SA has been identified as a key component of the systemic acquired resistance (SAR) signal transduction pathway [18]. Upon pathogen attack, SA accumulates at the infection site to a high level, binds, and inactivates catalase activity [19], thereby leading to an increase of H2O2 release, which serves as a secondary messenger to induce the expression of genes and proteins [5, 2023]. This stimulates the accumulation of secondary metabolites, such as indole glucosinolate in Arabidopsis [24], anthraquinone phytoalexin in Rubia cordifo cultures [25], and alkaloids in hairy root cultures of Brugmansia candida [26]. However, it is still not understood how SA stimulates ion transport and thus leads to accumulation of secondary metabolites.

Ion fluxes are immediate responses of plant cells in response to elicitors or stress, among which Ca2+ influx is regarded as one of the most significant events, since Ca2+ is a key second messenger for many diverse physiological changes and cellular processes [23, 27, 28]. In this paper, the Ca2+ influx in protoplasts increased drastically from 42 s after SA induction to 12 min when the level reached the highest (4.3-fold of H2O, Fig. 1). It has been found that the increased Cacyt stimulates NAD(P)H oxidase activity, leading to extracellular O2 release and H2O2 production [29, 30]. The Ca2+ spiking not only mediates the subsequent accumulation of secondary metabolites [31], but also further amplifies Ca2+ signaling through Ca2+-modulated production of H2O2 [32]. The Ca2+ influx/Cl efflux accompanied with K+/H+ exchange, derived from the depolarization of plasma membrane, leads to cytoplasmic acidification and alkalinization of extracellular medium [3335]. Cytoplasmic acidification is regarded as an essential step in signal transduction, leading to the oxidative burst and accumulation of secondary metabolites [36]. The alkalinization of the culture medium also can cause an increase in phenylalanine ammonia-lyse (PAL) activity, accompanied by accumulation of isofavone glycosides [37], lignin [38], or phytoalexin [33].

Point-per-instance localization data

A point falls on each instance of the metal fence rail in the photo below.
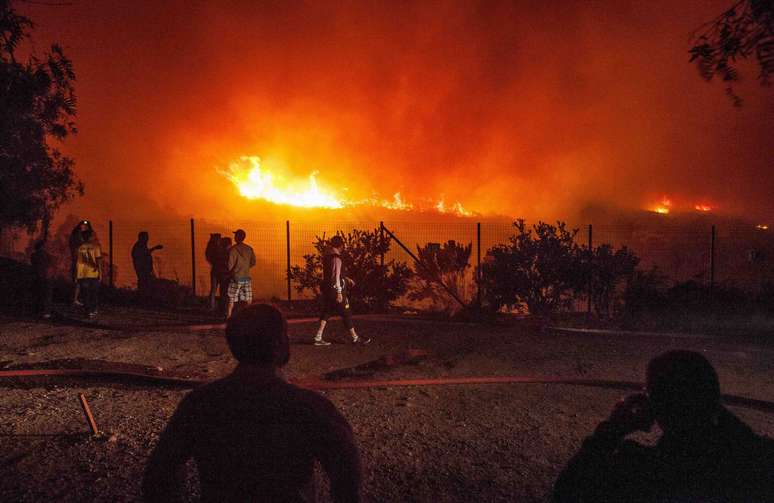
(742, 256)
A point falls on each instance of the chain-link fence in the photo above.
(736, 255)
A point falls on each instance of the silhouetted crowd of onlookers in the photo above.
(256, 437)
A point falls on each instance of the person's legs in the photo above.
(346, 316)
(233, 297)
(86, 295)
(324, 313)
(46, 297)
(95, 296)
(77, 289)
(213, 288)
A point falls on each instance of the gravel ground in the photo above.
(431, 443)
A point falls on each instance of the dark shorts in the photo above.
(329, 307)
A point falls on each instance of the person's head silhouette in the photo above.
(337, 242)
(258, 335)
(684, 392)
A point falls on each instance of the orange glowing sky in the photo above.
(518, 108)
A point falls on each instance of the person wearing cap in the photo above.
(75, 241)
(253, 435)
(705, 452)
(241, 258)
(88, 272)
(333, 295)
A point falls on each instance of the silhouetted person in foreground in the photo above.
(254, 436)
(44, 266)
(142, 259)
(241, 258)
(705, 454)
(333, 294)
(88, 272)
(211, 254)
(76, 240)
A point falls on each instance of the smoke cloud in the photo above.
(510, 107)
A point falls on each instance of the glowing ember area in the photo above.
(664, 207)
(254, 181)
(455, 208)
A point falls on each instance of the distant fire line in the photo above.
(253, 181)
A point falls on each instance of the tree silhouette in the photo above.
(37, 105)
(539, 267)
(744, 30)
(447, 263)
(375, 286)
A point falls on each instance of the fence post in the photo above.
(193, 259)
(591, 272)
(478, 264)
(110, 253)
(287, 243)
(712, 261)
(381, 243)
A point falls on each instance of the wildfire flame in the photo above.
(256, 182)
(664, 207)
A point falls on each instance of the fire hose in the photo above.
(322, 385)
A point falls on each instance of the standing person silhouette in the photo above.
(333, 295)
(142, 259)
(706, 454)
(76, 240)
(88, 271)
(241, 258)
(254, 436)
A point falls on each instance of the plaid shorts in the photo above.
(240, 290)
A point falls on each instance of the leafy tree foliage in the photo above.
(538, 267)
(375, 285)
(448, 263)
(37, 104)
(610, 269)
(744, 30)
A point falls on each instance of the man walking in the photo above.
(333, 294)
(88, 271)
(241, 258)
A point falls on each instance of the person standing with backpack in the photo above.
(241, 258)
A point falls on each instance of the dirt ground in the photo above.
(454, 443)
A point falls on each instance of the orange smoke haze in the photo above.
(537, 109)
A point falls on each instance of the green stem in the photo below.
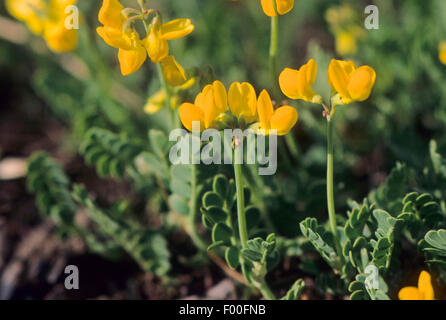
(193, 232)
(330, 192)
(292, 145)
(274, 44)
(238, 153)
(173, 117)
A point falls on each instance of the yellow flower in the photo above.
(28, 12)
(282, 6)
(209, 105)
(282, 119)
(173, 72)
(424, 291)
(296, 84)
(243, 101)
(351, 83)
(156, 40)
(46, 18)
(346, 43)
(442, 52)
(132, 53)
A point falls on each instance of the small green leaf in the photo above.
(179, 204)
(220, 185)
(232, 257)
(212, 199)
(221, 232)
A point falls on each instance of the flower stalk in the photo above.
(330, 189)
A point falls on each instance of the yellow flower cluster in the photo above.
(46, 18)
(349, 83)
(118, 31)
(214, 105)
(424, 291)
(274, 7)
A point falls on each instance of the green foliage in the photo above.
(110, 153)
(295, 291)
(148, 247)
(389, 194)
(48, 181)
(321, 240)
(434, 247)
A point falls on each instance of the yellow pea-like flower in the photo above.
(296, 84)
(351, 83)
(424, 291)
(282, 119)
(282, 6)
(209, 105)
(46, 18)
(242, 100)
(156, 41)
(442, 52)
(173, 72)
(132, 54)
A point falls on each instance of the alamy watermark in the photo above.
(218, 147)
(372, 20)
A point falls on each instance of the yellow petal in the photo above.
(156, 46)
(283, 120)
(190, 113)
(114, 38)
(208, 106)
(442, 52)
(311, 71)
(173, 72)
(288, 81)
(361, 83)
(22, 10)
(409, 293)
(338, 79)
(131, 60)
(59, 38)
(268, 7)
(176, 29)
(110, 14)
(243, 101)
(220, 96)
(284, 6)
(425, 286)
(265, 109)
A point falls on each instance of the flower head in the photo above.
(46, 18)
(442, 52)
(281, 120)
(274, 7)
(209, 105)
(296, 84)
(119, 32)
(424, 291)
(351, 83)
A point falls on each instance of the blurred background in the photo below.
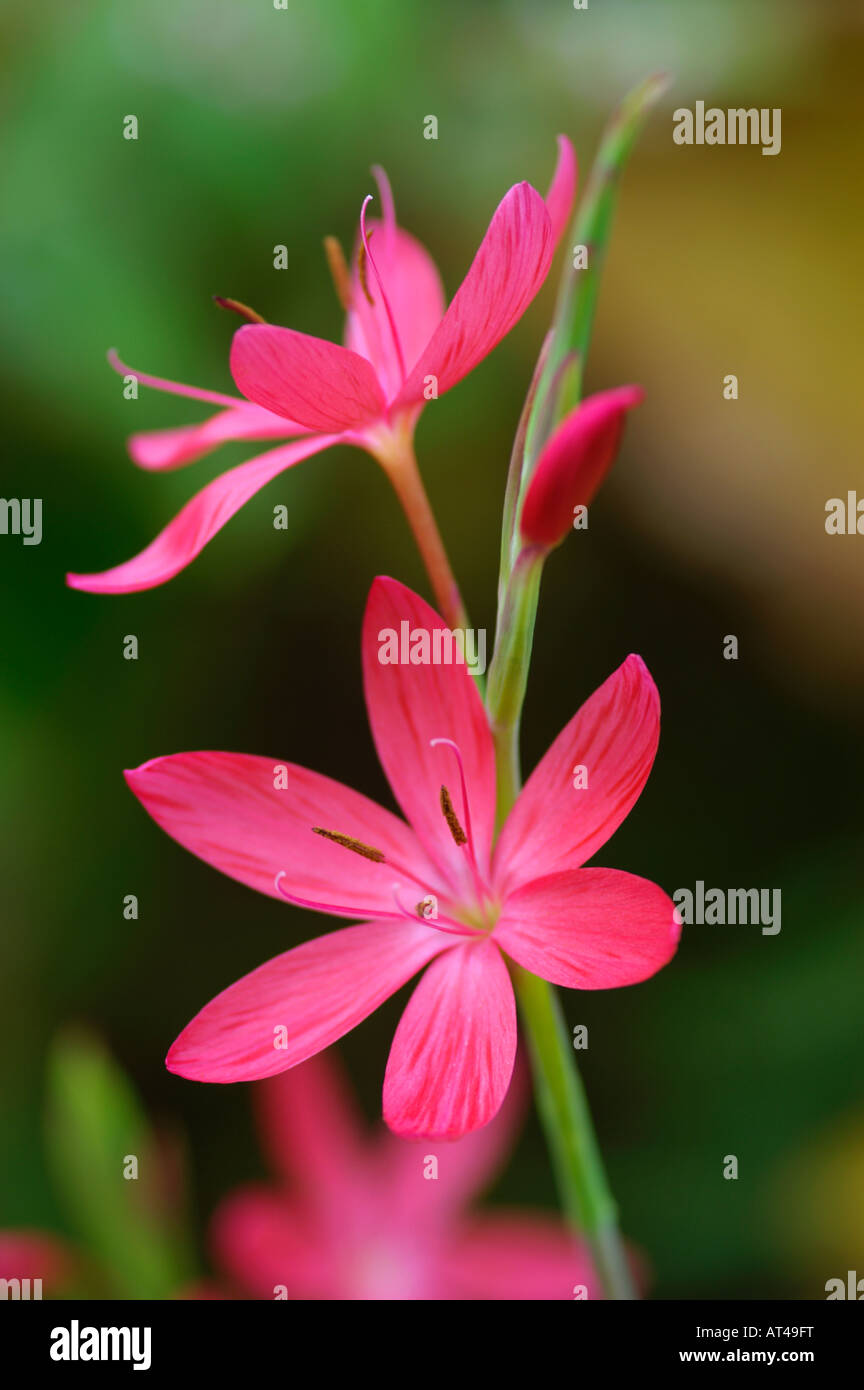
(257, 127)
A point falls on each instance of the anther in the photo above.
(347, 843)
(239, 309)
(339, 271)
(361, 271)
(456, 830)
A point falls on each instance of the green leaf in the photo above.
(97, 1139)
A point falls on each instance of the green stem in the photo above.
(570, 1132)
(400, 467)
(561, 1101)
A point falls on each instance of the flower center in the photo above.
(475, 915)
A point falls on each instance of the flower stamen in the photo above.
(238, 307)
(349, 843)
(339, 271)
(456, 830)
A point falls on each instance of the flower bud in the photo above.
(572, 464)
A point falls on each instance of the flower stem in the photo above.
(561, 1101)
(404, 474)
(563, 1105)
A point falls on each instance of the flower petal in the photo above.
(411, 705)
(163, 449)
(454, 1047)
(311, 1130)
(589, 929)
(172, 388)
(506, 274)
(554, 826)
(310, 380)
(253, 818)
(563, 188)
(416, 298)
(572, 464)
(466, 1166)
(302, 1001)
(199, 521)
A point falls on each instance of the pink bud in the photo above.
(572, 464)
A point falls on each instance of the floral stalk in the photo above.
(403, 471)
(575, 1154)
(556, 445)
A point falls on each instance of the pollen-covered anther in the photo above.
(339, 271)
(349, 843)
(238, 307)
(456, 830)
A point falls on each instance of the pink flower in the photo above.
(572, 464)
(434, 891)
(34, 1254)
(360, 1216)
(402, 346)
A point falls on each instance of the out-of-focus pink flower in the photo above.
(572, 464)
(402, 349)
(34, 1254)
(367, 1216)
(432, 891)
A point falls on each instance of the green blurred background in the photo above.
(257, 127)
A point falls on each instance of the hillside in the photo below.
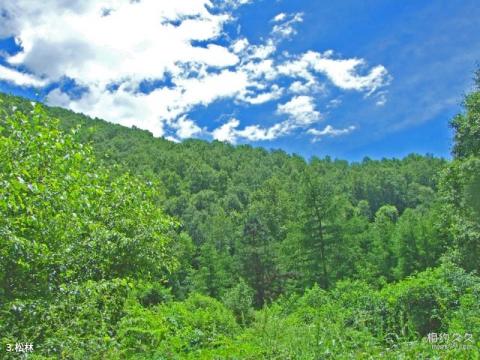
(116, 244)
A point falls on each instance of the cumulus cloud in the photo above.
(19, 78)
(285, 25)
(301, 110)
(343, 73)
(329, 131)
(110, 48)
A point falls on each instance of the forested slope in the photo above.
(116, 244)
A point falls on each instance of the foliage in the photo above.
(115, 244)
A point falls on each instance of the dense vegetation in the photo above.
(116, 244)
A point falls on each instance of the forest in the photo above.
(115, 244)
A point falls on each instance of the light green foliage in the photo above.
(118, 245)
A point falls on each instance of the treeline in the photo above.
(116, 244)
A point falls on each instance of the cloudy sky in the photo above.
(350, 79)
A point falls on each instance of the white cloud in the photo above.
(19, 78)
(329, 131)
(279, 17)
(125, 43)
(343, 73)
(285, 29)
(300, 113)
(301, 110)
(227, 131)
(186, 128)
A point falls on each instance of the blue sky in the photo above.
(347, 79)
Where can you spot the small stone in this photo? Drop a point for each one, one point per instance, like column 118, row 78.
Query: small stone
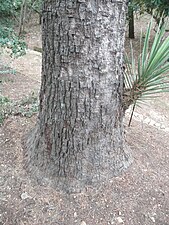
column 25, row 196
column 119, row 220
column 147, row 120
column 152, row 219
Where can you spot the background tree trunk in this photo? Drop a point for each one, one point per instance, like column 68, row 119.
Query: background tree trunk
column 78, row 138
column 131, row 23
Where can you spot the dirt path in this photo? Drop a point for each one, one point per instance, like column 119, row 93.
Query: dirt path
column 138, row 197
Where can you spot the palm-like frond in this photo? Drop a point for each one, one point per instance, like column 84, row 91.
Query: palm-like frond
column 149, row 76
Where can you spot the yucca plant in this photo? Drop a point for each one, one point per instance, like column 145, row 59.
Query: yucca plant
column 147, row 77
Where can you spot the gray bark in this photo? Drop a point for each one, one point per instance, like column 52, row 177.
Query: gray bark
column 78, row 139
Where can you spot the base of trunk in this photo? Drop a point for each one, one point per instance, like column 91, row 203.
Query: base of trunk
column 43, row 170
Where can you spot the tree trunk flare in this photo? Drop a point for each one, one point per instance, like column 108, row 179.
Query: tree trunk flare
column 78, row 139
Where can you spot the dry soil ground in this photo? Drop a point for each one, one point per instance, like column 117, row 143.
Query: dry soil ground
column 140, row 196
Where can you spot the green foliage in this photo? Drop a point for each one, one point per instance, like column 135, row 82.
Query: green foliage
column 159, row 9
column 9, row 39
column 9, row 7
column 28, row 106
column 148, row 76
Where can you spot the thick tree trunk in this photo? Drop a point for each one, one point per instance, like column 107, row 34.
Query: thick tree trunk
column 78, row 138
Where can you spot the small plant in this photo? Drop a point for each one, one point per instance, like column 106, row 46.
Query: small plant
column 28, row 106
column 148, row 76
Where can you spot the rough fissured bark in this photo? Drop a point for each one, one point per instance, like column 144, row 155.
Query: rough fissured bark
column 78, row 139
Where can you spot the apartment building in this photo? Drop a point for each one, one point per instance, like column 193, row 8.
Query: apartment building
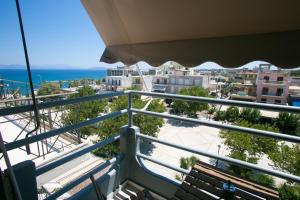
column 273, row 86
column 122, row 78
column 172, row 79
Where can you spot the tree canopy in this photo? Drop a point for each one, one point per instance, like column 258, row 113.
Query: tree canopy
column 188, row 107
column 85, row 110
column 288, row 123
column 49, row 88
column 148, row 125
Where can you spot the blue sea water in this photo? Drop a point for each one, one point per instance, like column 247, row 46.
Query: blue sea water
column 45, row 75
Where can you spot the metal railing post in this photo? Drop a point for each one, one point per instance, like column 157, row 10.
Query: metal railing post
column 130, row 119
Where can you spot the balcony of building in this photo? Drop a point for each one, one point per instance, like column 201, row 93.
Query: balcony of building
column 126, row 176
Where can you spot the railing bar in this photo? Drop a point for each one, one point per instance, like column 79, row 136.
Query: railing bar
column 84, row 177
column 178, row 169
column 270, row 134
column 27, row 108
column 262, row 106
column 51, row 133
column 227, row 159
column 74, row 155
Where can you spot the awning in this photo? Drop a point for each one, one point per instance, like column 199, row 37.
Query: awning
column 231, row 33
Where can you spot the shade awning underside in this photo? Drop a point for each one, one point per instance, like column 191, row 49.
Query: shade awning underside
column 231, row 33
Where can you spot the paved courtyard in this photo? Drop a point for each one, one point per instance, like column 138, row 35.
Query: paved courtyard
column 193, row 136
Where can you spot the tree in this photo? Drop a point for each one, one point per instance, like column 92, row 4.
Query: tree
column 220, row 115
column 148, row 125
column 287, row 158
column 49, row 88
column 288, row 123
column 232, row 114
column 83, row 111
column 186, row 163
column 188, row 107
column 251, row 115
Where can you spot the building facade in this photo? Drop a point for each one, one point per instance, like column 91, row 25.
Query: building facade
column 273, row 86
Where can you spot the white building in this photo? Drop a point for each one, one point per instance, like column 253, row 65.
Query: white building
column 172, row 78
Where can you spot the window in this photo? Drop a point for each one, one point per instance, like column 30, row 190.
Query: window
column 186, row 82
column 173, row 80
column 279, row 92
column 181, row 81
column 280, row 78
column 278, row 101
column 265, row 91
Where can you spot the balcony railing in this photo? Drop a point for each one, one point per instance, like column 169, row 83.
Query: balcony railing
column 129, row 164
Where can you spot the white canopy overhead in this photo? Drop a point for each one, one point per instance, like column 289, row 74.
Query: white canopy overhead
column 229, row 32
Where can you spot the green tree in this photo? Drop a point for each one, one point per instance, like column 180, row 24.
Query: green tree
column 251, row 115
column 186, row 163
column 220, row 115
column 188, row 107
column 287, row 158
column 288, row 123
column 232, row 114
column 83, row 111
column 148, row 125
column 49, row 88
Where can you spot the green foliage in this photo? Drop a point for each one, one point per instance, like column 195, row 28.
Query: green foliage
column 247, row 143
column 288, row 123
column 188, row 107
column 83, row 111
column 287, row 158
column 220, row 115
column 188, row 162
column 148, row 125
column 212, row 109
column 232, row 114
column 49, row 88
column 251, row 115
column 289, row 192
column 295, row 73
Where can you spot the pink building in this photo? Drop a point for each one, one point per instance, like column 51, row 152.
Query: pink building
column 272, row 86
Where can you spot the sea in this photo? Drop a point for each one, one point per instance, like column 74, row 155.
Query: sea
column 46, row 75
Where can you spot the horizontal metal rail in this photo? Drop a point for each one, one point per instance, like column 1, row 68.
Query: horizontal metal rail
column 51, row 133
column 178, row 169
column 27, row 108
column 263, row 106
column 76, row 154
column 223, row 158
column 85, row 176
column 37, row 97
column 214, row 124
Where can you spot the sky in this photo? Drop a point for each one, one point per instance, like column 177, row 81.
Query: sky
column 58, row 33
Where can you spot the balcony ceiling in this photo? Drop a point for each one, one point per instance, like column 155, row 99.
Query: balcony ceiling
column 231, row 32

* Work instructions *
1/ The passage on SA and ion fluxes gives examples of secondary metabolites whose accumulation is stimulated. List the three it names in its first paragraph.
2/ Extend the passage on SA and ion fluxes, picking up after its final sentence.
The entries come from a separate source, unrelated to the passage.

* Answers for each item *
1/ Indole glucosinolate, anthraquinone phytoalexin, and alkaloids.

2/
Elevation of Cacyt in response to signals is due to Ca2+ influx from apoplast and/or Ca2+ release from intracellular stores (vacuoles, endoplasmic reticulum, mitochondria, chloroplasts, and nucleus), during which different signals use distinct Ca2+ mobilization means in elevating Cacyt. Ca2+ increase is inhibited by plasma membrane channel blockers in cold-induced tobacco cells but is not affected by organellar channel blockers [39]. In parsley cells, elicitor-induced Cacyt increase is also primarily due to the influx of extracellular Ca2+ [40]. However, internal Ca2+ stores contribute to wind- and chitosan-induced elevation of Cacyt [16, 41]. ABA-induced changes in Cacyt are found to be attributed to both Ca2+ release from internal stores and Ca2+ influx from apoplast [42], which is similar to SA-induced cells in this paper. In SA, A 23187, or 10 mmol/L Ca2+-treated cells, RA accumulation reached the highest level at the 16th hour (Fig. 4), whereas the peak was found at 10 h if plasma membrane channel blockers were used (Fig. 5). By contrast, the highest accumulation of RA occurred at the 16th hour when organellar channels were blocked, exhibiting the same tendency with SA-induced cells (Fig. 6). These results indicate that SA induction firstly results in calcium release from internal stores, which in turn leads to PAL activity increase (Fig. 8) and a large amount of Ca2+ influx from apoplasts after 10-h SA induction.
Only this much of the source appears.